__INSTRUCTIONS FOR THE TASK__
Can you format all of the material below as a Markdown table with the columns "No." and "Text", giving each line its number and skipping blank lines? Leave the pictures out of your table.

── RECORD SET

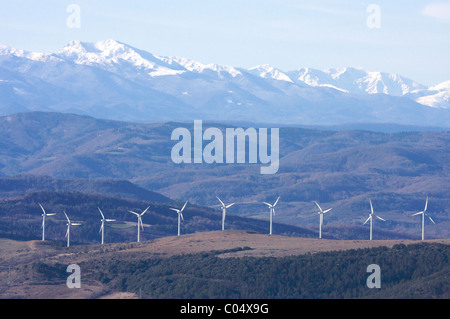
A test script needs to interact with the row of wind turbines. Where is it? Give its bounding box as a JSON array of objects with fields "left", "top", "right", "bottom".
[{"left": 39, "top": 196, "right": 436, "bottom": 247}]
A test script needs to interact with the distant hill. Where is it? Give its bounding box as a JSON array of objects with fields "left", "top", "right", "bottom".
[
  {"left": 0, "top": 191, "right": 318, "bottom": 245},
  {"left": 0, "top": 175, "right": 171, "bottom": 203},
  {"left": 0, "top": 112, "right": 450, "bottom": 239}
]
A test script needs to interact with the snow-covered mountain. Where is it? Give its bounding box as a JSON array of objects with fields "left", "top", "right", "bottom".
[{"left": 0, "top": 40, "right": 450, "bottom": 126}]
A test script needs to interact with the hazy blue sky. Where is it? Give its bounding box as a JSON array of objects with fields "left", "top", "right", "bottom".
[{"left": 0, "top": 0, "right": 450, "bottom": 85}]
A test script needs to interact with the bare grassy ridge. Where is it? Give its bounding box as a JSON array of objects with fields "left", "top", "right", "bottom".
[{"left": 0, "top": 231, "right": 450, "bottom": 299}]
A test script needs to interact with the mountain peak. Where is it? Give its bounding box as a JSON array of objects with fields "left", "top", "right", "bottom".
[{"left": 248, "top": 64, "right": 292, "bottom": 82}]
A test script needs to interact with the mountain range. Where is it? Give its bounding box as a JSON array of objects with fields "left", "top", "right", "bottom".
[{"left": 0, "top": 40, "right": 450, "bottom": 127}]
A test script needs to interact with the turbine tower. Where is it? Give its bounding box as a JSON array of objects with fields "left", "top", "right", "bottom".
[
  {"left": 97, "top": 207, "right": 116, "bottom": 245},
  {"left": 363, "top": 199, "right": 386, "bottom": 240},
  {"left": 263, "top": 196, "right": 280, "bottom": 235},
  {"left": 129, "top": 206, "right": 150, "bottom": 243},
  {"left": 413, "top": 196, "right": 436, "bottom": 240},
  {"left": 64, "top": 211, "right": 81, "bottom": 247},
  {"left": 170, "top": 201, "right": 187, "bottom": 236},
  {"left": 39, "top": 204, "right": 56, "bottom": 241},
  {"left": 314, "top": 202, "right": 333, "bottom": 238},
  {"left": 216, "top": 196, "right": 235, "bottom": 230}
]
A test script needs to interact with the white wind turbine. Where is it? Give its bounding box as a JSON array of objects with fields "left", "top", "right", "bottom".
[
  {"left": 413, "top": 196, "right": 436, "bottom": 240},
  {"left": 128, "top": 206, "right": 150, "bottom": 243},
  {"left": 314, "top": 202, "right": 333, "bottom": 238},
  {"left": 97, "top": 207, "right": 116, "bottom": 245},
  {"left": 263, "top": 196, "right": 280, "bottom": 235},
  {"left": 170, "top": 201, "right": 187, "bottom": 236},
  {"left": 363, "top": 199, "right": 386, "bottom": 240},
  {"left": 64, "top": 211, "right": 81, "bottom": 247},
  {"left": 39, "top": 204, "right": 56, "bottom": 241},
  {"left": 216, "top": 196, "right": 235, "bottom": 230}
]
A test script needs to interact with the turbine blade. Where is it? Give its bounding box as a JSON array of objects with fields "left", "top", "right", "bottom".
[
  {"left": 97, "top": 207, "right": 105, "bottom": 219},
  {"left": 39, "top": 203, "right": 46, "bottom": 215},
  {"left": 128, "top": 210, "right": 139, "bottom": 216},
  {"left": 216, "top": 196, "right": 225, "bottom": 206},
  {"left": 180, "top": 201, "right": 188, "bottom": 212},
  {"left": 273, "top": 196, "right": 280, "bottom": 207},
  {"left": 314, "top": 202, "right": 322, "bottom": 212},
  {"left": 141, "top": 206, "right": 150, "bottom": 216}
]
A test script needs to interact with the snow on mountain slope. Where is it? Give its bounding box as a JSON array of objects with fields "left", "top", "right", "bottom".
[
  {"left": 288, "top": 68, "right": 426, "bottom": 96},
  {"left": 410, "top": 81, "right": 450, "bottom": 109},
  {"left": 0, "top": 40, "right": 450, "bottom": 126},
  {"left": 248, "top": 64, "right": 293, "bottom": 83},
  {"left": 58, "top": 40, "right": 184, "bottom": 77}
]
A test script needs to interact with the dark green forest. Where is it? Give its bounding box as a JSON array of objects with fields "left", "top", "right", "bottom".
[{"left": 69, "top": 243, "right": 450, "bottom": 299}]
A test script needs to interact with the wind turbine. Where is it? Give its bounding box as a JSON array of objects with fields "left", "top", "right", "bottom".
[
  {"left": 97, "top": 207, "right": 116, "bottom": 245},
  {"left": 363, "top": 199, "right": 386, "bottom": 240},
  {"left": 170, "top": 201, "right": 187, "bottom": 236},
  {"left": 263, "top": 196, "right": 280, "bottom": 235},
  {"left": 129, "top": 206, "right": 150, "bottom": 242},
  {"left": 64, "top": 211, "right": 81, "bottom": 247},
  {"left": 216, "top": 196, "right": 235, "bottom": 230},
  {"left": 413, "top": 196, "right": 436, "bottom": 240},
  {"left": 314, "top": 202, "right": 333, "bottom": 238},
  {"left": 39, "top": 204, "right": 56, "bottom": 241}
]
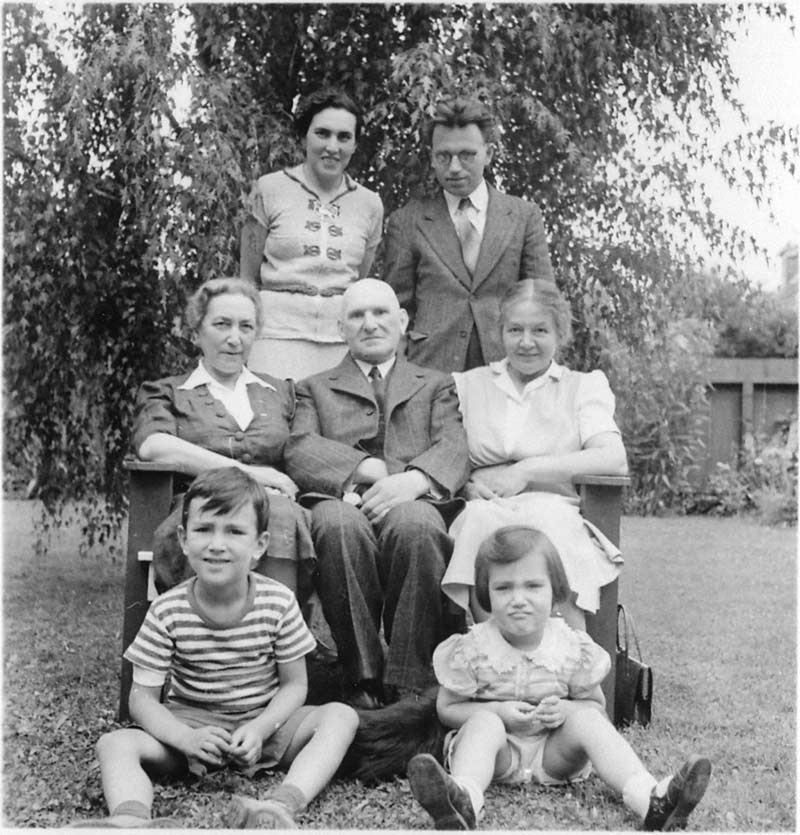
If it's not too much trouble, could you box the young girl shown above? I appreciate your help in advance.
[408,525,711,830]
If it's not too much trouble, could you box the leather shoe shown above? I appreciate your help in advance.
[642,756,711,832]
[408,754,475,830]
[346,679,383,710]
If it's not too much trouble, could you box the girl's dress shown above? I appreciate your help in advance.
[442,359,623,612]
[248,165,383,380]
[433,618,611,785]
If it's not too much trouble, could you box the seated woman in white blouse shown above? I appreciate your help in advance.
[442,280,627,629]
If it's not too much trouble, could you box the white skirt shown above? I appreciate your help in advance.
[247,336,347,381]
[442,492,623,613]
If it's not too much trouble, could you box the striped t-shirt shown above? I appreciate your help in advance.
[124,572,316,720]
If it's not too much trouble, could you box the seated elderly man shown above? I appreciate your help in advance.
[285,278,469,708]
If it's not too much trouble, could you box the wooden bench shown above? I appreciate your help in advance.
[119,459,628,721]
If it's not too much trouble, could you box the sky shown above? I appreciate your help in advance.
[716,7,800,289]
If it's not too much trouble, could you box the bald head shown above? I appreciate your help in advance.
[339,278,408,364]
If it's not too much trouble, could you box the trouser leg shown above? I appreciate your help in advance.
[378,501,453,689]
[311,499,383,683]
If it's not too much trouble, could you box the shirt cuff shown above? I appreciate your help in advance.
[133,664,167,687]
[406,467,445,501]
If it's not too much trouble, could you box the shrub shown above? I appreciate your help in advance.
[683,422,797,525]
[609,319,713,514]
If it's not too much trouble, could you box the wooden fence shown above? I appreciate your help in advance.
[695,359,797,481]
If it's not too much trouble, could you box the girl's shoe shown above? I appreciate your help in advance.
[408,754,475,829]
[227,795,297,829]
[642,756,711,832]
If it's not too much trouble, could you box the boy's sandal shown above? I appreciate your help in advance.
[227,795,298,829]
[67,816,183,829]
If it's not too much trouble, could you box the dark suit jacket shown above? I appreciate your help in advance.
[284,354,469,498]
[384,186,553,371]
[132,373,316,597]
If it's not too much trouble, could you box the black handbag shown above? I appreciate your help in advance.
[614,603,653,728]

────

__OUTPUT FOR THIS TASK__
| No. | Text |
|---|---|
| 1 | A test script needs to interact with the row of wind turbines. Where is it? Give its bounding box as a JSON array of objects with fields "left", "top", "right", "bottom". |
| 2 | [{"left": 39, "top": 196, "right": 436, "bottom": 247}] |
| 3 | A test script needs to interact with the distant hill. Where is it? Give its bounding box as a JSON array of objects with fields "left", "top", "right", "bottom". |
| 4 | [ |
| 5 |   {"left": 0, "top": 191, "right": 318, "bottom": 245}, |
| 6 |   {"left": 0, "top": 175, "right": 171, "bottom": 203}, |
| 7 |   {"left": 0, "top": 112, "right": 450, "bottom": 239} |
| 8 | ] |
| 9 | A test script needs to interact with the snow-covered mountain. Where is it? Give its bounding box as a JSON array of objects with fields "left", "top", "right", "bottom". |
| 10 | [{"left": 0, "top": 40, "right": 450, "bottom": 126}] |
| 11 | A test script needs to interact with the hazy blue sky. Where is it? Give its bounding box as a JSON array of objects with fields "left", "top", "right", "bottom". |
| 12 | [{"left": 0, "top": 0, "right": 450, "bottom": 85}] |
| 13 | A test script needs to interact with the bare grassy ridge. Where is it? Give its bounding box as a JSON array of objects with fields "left", "top", "right", "bottom". |
| 14 | [{"left": 0, "top": 231, "right": 450, "bottom": 299}] |
| 15 | A test script needs to interact with the mountain peak. Where is it? Give its bounding box as a JSON array of objects with fields "left", "top", "right", "bottom". |
| 16 | [{"left": 248, "top": 64, "right": 292, "bottom": 82}] |
| 17 | A test script needs to interact with the mountain range. Where is it? Give its bounding box as a JSON array of objects with fields "left", "top", "right", "bottom". |
| 18 | [{"left": 0, "top": 40, "right": 450, "bottom": 127}] |
| 19 | A test script needs to interact with the turbine tower. Where is it? Give its bounding box as a JSON array of objects with fields "left", "top", "right", "bottom". |
| 20 | [ |
| 21 |   {"left": 97, "top": 207, "right": 116, "bottom": 245}, |
| 22 |   {"left": 363, "top": 199, "right": 386, "bottom": 240}, |
| 23 |   {"left": 263, "top": 196, "right": 280, "bottom": 235}, |
| 24 |   {"left": 129, "top": 206, "right": 150, "bottom": 243}, |
| 25 |   {"left": 413, "top": 196, "right": 436, "bottom": 240}, |
| 26 |   {"left": 64, "top": 211, "right": 81, "bottom": 247}, |
| 27 |   {"left": 170, "top": 201, "right": 187, "bottom": 236}, |
| 28 |   {"left": 39, "top": 204, "right": 56, "bottom": 241}, |
| 29 |   {"left": 314, "top": 202, "right": 333, "bottom": 238}, |
| 30 |   {"left": 216, "top": 196, "right": 235, "bottom": 230} |
| 31 | ] |
| 32 | A test script needs to interact with the white wind turbine. Where is it? Give its bounding box as a JSON array of objects with fields "left", "top", "right", "bottom". |
| 33 | [ |
| 34 |   {"left": 413, "top": 196, "right": 436, "bottom": 240}, |
| 35 |   {"left": 128, "top": 206, "right": 150, "bottom": 243}, |
| 36 |   {"left": 314, "top": 202, "right": 333, "bottom": 238}, |
| 37 |   {"left": 97, "top": 207, "right": 116, "bottom": 245}, |
| 38 |   {"left": 263, "top": 196, "right": 280, "bottom": 235}, |
| 39 |   {"left": 170, "top": 201, "right": 187, "bottom": 236}, |
| 40 |   {"left": 363, "top": 199, "right": 386, "bottom": 240}, |
| 41 |   {"left": 64, "top": 211, "right": 81, "bottom": 247}, |
| 42 |   {"left": 39, "top": 204, "right": 56, "bottom": 241}, |
| 43 |   {"left": 216, "top": 196, "right": 235, "bottom": 230} |
| 44 | ] |
| 45 | A test script needs to interact with the turbine blade. Where is it? Give its bounding box as a JSON array of objects with fields "left", "top", "right", "bottom". |
| 46 | [ |
| 47 |   {"left": 97, "top": 207, "right": 105, "bottom": 219}, |
| 48 |   {"left": 39, "top": 203, "right": 46, "bottom": 215}, |
| 49 |   {"left": 128, "top": 210, "right": 139, "bottom": 216}, |
| 50 |   {"left": 216, "top": 196, "right": 225, "bottom": 206}, |
| 51 |   {"left": 180, "top": 201, "right": 188, "bottom": 212}, |
| 52 |   {"left": 273, "top": 196, "right": 280, "bottom": 207}, |
| 53 |   {"left": 314, "top": 202, "right": 322, "bottom": 212}, |
| 54 |   {"left": 141, "top": 206, "right": 150, "bottom": 216} |
| 55 | ] |
| 56 | A test script needs to interact with the snow on mountain slope. Where is it? Give its bounding box as a JSON array of objects with fields "left", "top", "right", "bottom". |
| 57 | [ |
| 58 |   {"left": 288, "top": 68, "right": 426, "bottom": 96}, |
| 59 |   {"left": 410, "top": 81, "right": 450, "bottom": 109}, |
| 60 |   {"left": 0, "top": 40, "right": 450, "bottom": 126}, |
| 61 |   {"left": 248, "top": 64, "right": 293, "bottom": 83}, |
| 62 |   {"left": 58, "top": 40, "right": 184, "bottom": 77} |
| 63 | ] |
| 64 | A test script needs to interact with the dark green forest. Where is it? Give its bounding box as a JSON array of objects with fields "left", "top", "right", "bottom". |
| 65 | [{"left": 69, "top": 243, "right": 450, "bottom": 299}] |
| 66 | A test script needs to interact with the wind turbine. Where is it? Give its bounding box as a JSON array of objects with fields "left", "top", "right", "bottom". |
| 67 | [ |
| 68 |   {"left": 97, "top": 207, "right": 116, "bottom": 245}, |
| 69 |   {"left": 363, "top": 199, "right": 386, "bottom": 240}, |
| 70 |   {"left": 170, "top": 201, "right": 187, "bottom": 236}, |
| 71 |   {"left": 263, "top": 196, "right": 280, "bottom": 235}, |
| 72 |   {"left": 129, "top": 206, "right": 150, "bottom": 242}, |
| 73 |   {"left": 64, "top": 211, "right": 81, "bottom": 247}, |
| 74 |   {"left": 216, "top": 196, "right": 235, "bottom": 230}, |
| 75 |   {"left": 413, "top": 196, "right": 436, "bottom": 240}, |
| 76 |   {"left": 314, "top": 202, "right": 333, "bottom": 238}, |
| 77 |   {"left": 39, "top": 204, "right": 56, "bottom": 241} |
| 78 | ] |
| 79 | If it's not too much trouble, could you box the young girl shown above? I appreciate your help in advance. |
| 80 | [408,525,711,830] |
| 81 | If it's not too much trouble, could you box the leather shoe shown above? I appreciate your help in advance. |
| 82 | [642,756,711,832] |
| 83 | [408,754,475,830] |
| 84 | [346,679,383,710] |
| 85 | If it's not too much trouble, could you box the girl's dress shown above? I appreciate your help in advance. |
| 86 | [442,359,623,612] |
| 87 | [248,165,383,380] |
| 88 | [433,618,611,785] |
| 89 | If it's not too much trouble, could you box the seated woman in white blouse shown above? I appreciate your help in advance. |
| 90 | [442,280,627,629] |
| 91 | If it's not too much trouble, could you box the white skirt shown above? I appreciate your help in advance. |
| 92 | [247,336,347,381] |
| 93 | [442,492,623,613] |
| 94 | If it's not too much trouble, could you box the striped t-shirt shown above? I appreciate your help in advance. |
| 95 | [124,572,316,720] |
| 96 | If it's not too much trouble, could you box the seated elderly man shown above? I appreciate your help in advance. |
| 97 | [285,278,469,708] |
| 98 | If it's not too much trouble, could you box the wooden bench shown above? I appreciate your help in advance. |
| 99 | [119,459,628,721] |
| 100 | If it's not too much trouble, could you box the sky shown above? I appreciate your help in advance. |
| 101 | [716,7,800,289] |
| 102 | If it's not too much trouble, could you box the bald head shown above? I appreciate your help in advance. |
| 103 | [339,278,408,364] |
| 104 | If it's not too much trouble, could you box the trouser leg shown above? I appreciate your help in advance. |
| 105 | [378,501,453,689] |
| 106 | [311,499,383,683] |
| 107 | If it's not too much trouble, could you box the shirt cuff shown above? I appreciate your help in advance. |
| 108 | [133,664,167,687] |
| 109 | [406,467,445,501] |
| 110 | If it's not too much trouble, could you box the shrub shown above? I appreciate your help in advance. |
| 111 | [683,422,797,525] |
| 112 | [609,319,713,514] |
| 113 | If it's not too much trouble, could you box the wooden fence shown above? I appreciate your help in advance. |
| 114 | [695,359,797,481] |
| 115 | If it's not too much trouble, could you box the girl's shoe shown above? I appreciate your help in advance. |
| 116 | [408,754,475,829] |
| 117 | [227,795,297,829] |
| 118 | [642,756,711,832] |
| 119 | If it's not too much trouble, could you box the boy's sandal shown above? I appreciate your help in advance. |
| 120 | [227,795,298,829] |
| 121 | [67,816,183,829] |
| 122 | If it's not too much trouble, could you box the dark suit jacket shown above? I appreciate your help in advance. |
| 123 | [284,354,469,498] |
| 124 | [384,186,553,371] |
| 125 | [132,373,316,597] |
| 126 | If it's not too much trouble, could you box the black handbag shown above? I appreciate your help in advance. |
| 127 | [614,603,653,728] |